→ AIM OF THE EXERCISE: Print the data that follows without changing a single word.

(Stored data)

*** Block opens ***

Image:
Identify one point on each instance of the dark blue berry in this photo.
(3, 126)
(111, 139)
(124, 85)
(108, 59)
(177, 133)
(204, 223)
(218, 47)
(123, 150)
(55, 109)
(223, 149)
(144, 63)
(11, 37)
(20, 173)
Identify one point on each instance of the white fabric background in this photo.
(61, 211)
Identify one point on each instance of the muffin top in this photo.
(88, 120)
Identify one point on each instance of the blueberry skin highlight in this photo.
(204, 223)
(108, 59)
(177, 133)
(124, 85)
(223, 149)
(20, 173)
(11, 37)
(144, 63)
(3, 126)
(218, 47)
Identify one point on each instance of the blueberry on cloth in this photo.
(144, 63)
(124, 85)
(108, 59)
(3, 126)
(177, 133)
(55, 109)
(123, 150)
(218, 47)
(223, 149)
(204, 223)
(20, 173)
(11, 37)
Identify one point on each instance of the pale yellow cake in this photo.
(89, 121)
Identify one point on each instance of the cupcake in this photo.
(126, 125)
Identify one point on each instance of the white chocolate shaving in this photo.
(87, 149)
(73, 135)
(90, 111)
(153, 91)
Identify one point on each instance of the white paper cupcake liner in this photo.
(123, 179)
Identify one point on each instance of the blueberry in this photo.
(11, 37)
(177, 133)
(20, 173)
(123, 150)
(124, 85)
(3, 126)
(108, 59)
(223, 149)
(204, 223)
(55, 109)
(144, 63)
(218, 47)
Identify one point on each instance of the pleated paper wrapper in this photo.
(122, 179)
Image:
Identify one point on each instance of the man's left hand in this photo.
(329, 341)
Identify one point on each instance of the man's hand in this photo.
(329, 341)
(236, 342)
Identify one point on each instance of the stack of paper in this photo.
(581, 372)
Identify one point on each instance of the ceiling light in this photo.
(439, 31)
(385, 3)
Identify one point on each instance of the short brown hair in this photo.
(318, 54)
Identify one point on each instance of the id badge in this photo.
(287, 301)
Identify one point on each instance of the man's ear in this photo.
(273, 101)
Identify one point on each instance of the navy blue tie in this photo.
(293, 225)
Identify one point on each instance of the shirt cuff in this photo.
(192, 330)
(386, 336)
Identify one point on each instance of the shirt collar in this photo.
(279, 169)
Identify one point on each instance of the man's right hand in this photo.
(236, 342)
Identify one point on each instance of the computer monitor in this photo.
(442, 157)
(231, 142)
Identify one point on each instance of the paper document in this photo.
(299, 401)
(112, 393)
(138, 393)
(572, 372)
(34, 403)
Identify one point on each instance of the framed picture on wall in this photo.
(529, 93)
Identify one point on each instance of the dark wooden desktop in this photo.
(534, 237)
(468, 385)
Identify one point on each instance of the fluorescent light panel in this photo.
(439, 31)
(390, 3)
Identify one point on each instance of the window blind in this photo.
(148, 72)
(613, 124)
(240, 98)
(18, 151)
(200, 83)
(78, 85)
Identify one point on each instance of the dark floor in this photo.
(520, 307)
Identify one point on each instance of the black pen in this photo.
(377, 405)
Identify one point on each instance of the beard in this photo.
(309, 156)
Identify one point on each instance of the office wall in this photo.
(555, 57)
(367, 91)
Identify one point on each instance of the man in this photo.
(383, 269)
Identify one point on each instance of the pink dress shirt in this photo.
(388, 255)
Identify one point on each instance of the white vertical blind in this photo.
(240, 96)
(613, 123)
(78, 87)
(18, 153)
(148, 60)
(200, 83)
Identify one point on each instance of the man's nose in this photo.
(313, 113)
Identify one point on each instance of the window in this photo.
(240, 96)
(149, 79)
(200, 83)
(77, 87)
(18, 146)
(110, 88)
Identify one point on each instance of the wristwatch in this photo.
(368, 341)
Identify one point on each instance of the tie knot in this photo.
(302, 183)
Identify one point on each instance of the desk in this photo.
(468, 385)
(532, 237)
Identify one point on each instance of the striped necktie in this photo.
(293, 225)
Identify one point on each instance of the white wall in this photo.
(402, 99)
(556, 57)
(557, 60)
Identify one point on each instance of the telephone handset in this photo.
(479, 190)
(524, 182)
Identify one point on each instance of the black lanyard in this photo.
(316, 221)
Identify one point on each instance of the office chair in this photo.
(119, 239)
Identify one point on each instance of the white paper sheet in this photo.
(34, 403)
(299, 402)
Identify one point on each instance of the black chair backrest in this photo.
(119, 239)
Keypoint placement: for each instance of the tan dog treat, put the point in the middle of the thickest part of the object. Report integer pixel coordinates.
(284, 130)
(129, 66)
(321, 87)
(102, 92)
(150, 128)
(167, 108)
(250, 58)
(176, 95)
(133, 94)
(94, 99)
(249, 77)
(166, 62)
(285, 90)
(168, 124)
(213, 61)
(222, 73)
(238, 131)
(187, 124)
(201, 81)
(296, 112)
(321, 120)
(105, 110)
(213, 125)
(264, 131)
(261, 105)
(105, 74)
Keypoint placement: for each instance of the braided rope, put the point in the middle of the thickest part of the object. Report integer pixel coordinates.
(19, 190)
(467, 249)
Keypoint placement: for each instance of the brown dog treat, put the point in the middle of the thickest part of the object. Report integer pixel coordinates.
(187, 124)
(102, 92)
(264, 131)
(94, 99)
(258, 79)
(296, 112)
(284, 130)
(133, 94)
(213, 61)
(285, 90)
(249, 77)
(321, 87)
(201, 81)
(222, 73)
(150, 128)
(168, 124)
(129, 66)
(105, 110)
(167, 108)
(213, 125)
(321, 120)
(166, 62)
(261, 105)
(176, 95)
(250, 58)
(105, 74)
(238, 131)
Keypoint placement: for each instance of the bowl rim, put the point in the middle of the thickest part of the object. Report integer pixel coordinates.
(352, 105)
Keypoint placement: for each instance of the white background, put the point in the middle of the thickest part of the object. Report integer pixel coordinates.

*** Block closes ***

→ ANSWER:
Image:
Identify one point on each instance of the dark blue berry in this photo.
(3, 126)
(111, 139)
(124, 85)
(108, 59)
(177, 133)
(204, 223)
(218, 47)
(123, 150)
(55, 109)
(223, 149)
(144, 63)
(11, 37)
(20, 173)
Identify one point on each instance of the white fabric background in this photo.
(61, 211)
Identify one point on each instance of the muffin top in this photo.
(88, 120)
Identify one point on each instance of the blueberry skin highlight in this photo.
(204, 223)
(108, 59)
(177, 133)
(124, 85)
(223, 149)
(20, 173)
(11, 37)
(144, 63)
(3, 126)
(218, 47)
Identify one point on each instance of the blueberry on cloth in this photo.
(144, 63)
(124, 85)
(108, 59)
(3, 126)
(177, 133)
(55, 109)
(123, 150)
(218, 47)
(223, 149)
(204, 223)
(20, 173)
(11, 37)
Identify one point on each instance of the pale yellow cake in this photo.
(89, 121)
Identify one point on each instance of the cupcake in this photo.
(126, 125)
Identify one point on each instance of the white chocolate shaving in this photo.
(87, 149)
(73, 135)
(90, 111)
(153, 91)
Identify one point on each instance of the white paper cupcake liner in this photo.
(123, 179)
Identify one point on each instance of the blueberry in this photo.
(11, 37)
(177, 133)
(20, 173)
(123, 150)
(124, 85)
(3, 126)
(108, 59)
(223, 149)
(204, 223)
(55, 109)
(144, 63)
(218, 47)
Identify one point on each instance of the pleated paper wrapper in this photo.
(122, 179)
Image:
Identify one point on each instance of the man's left hand in this photo.
(329, 341)
Identify one point on each instance of the man's hand in this photo.
(329, 341)
(236, 342)
Identify one point on each instance of the stack of paper in this photo.
(581, 372)
Identify one point on each instance of the ceiling light in this photo.
(439, 31)
(385, 3)
Identify one point on each instance of the short brown hair in this photo.
(318, 54)
Identify one point on each instance of the id badge in this photo.
(287, 301)
Identify one point on each instance of the man's ear in this photo.
(273, 101)
Identify one point on each instance of the navy blue tie in this photo.
(293, 225)
Identify one point on each instance of the shirt cuff in this photo.
(192, 330)
(386, 336)
Identify one point on each instance of the shirt collar in this photo.
(279, 169)
Identify one point on each instance of the man's right hand in this photo.
(236, 342)
Identify one point on each instance of the computer monitor in this photo.
(442, 157)
(231, 142)
Identify one point on each instance of the paper document in this photo.
(299, 401)
(112, 393)
(138, 393)
(572, 372)
(34, 403)
Identify one point on each instance of the framed picture on wall in this photo.
(529, 93)
Identify one point on each instance of the dark wooden desktop in this photo.
(534, 237)
(468, 385)
Identify one point on each instance of the fluorescent light panel in this photo.
(439, 31)
(390, 3)
Identify one point on each instance of the window blind in this photo.
(148, 72)
(613, 124)
(240, 98)
(18, 151)
(200, 83)
(78, 85)
Identify one point on each instance of the dark floor in this photo.
(520, 307)
Identify one point on each instance of the black pen in this photo.
(377, 405)
Identify one point on each instance of the beard in this photo.
(309, 156)
Identify one point on each instance of the office wall in this photo.
(555, 57)
(367, 91)
Identify one point on each instance of the man in this photo.
(383, 269)
Identify one point on each instance of the pink dress shirt in this photo.
(388, 255)
Identify one point on each instance of the white vertical blind in this photo.
(240, 96)
(613, 123)
(78, 87)
(18, 153)
(148, 60)
(200, 83)
Identify one point on each instance of the man's nose in this photo.
(313, 113)
Identify one point on each instance of the window in this photo.
(240, 96)
(149, 79)
(200, 83)
(77, 87)
(18, 146)
(110, 88)
Identify one point on each instance of the wristwatch in this photo.
(368, 341)
Identify one point on each instance of the tie knot in this photo.
(302, 183)
Identify one point on each instance of the desk in this photo.
(468, 385)
(532, 237)
Identify one point on each instance of the striped necktie in this photo.
(293, 225)
Identify one point on each instance of the white wall in this photo.
(402, 99)
(556, 57)
(557, 60)
Identify one point on each instance of the telephone handset in this photo.
(479, 190)
(524, 182)
Identify one point on each instance of the black lanyard in this photo.
(316, 221)
Identify one point on each instance of the office chair in this photo.
(119, 239)
Identify one point on each instance of the white paper sheet in this photo.
(34, 403)
(299, 402)
Identify one point on each instance of the black chair backrest in this photo.
(119, 239)
Keypoint placement: for each instance of the tan dog treat, put the point in the middle of the thickest part of the object. Report integer pixel coordinates.
(284, 130)
(129, 66)
(321, 87)
(102, 92)
(150, 128)
(167, 108)
(250, 58)
(176, 95)
(133, 94)
(94, 99)
(249, 77)
(166, 62)
(285, 90)
(168, 124)
(213, 61)
(222, 73)
(238, 131)
(187, 124)
(201, 81)
(296, 112)
(321, 120)
(105, 110)
(213, 125)
(264, 131)
(261, 105)
(105, 74)
Keypoint placement: for each instance of the braided rope, put the point in the middle of the thickest part of the object. Report integer pixel coordinates.
(19, 190)
(467, 249)
Keypoint placement: for each instance of the brown dog treat, put the point in the middle of the thickest part of the object. Report integer pixel coordinates.
(187, 124)
(102, 92)
(264, 131)
(94, 99)
(258, 79)
(296, 112)
(284, 130)
(133, 94)
(213, 61)
(285, 90)
(249, 77)
(321, 87)
(201, 81)
(222, 73)
(150, 128)
(168, 124)
(129, 66)
(105, 110)
(167, 108)
(213, 125)
(321, 120)
(166, 62)
(261, 105)
(176, 95)
(250, 58)
(105, 74)
(238, 131)
Keypoint placement: for each instance of the bowl rim, put the point in the middle of the thickest part of the object. Report integer pixel coordinates.
(352, 105)
Keypoint placement: for each instance of the white background, put the point in the middle of the thickest part of the object. Report integer pixel coordinates.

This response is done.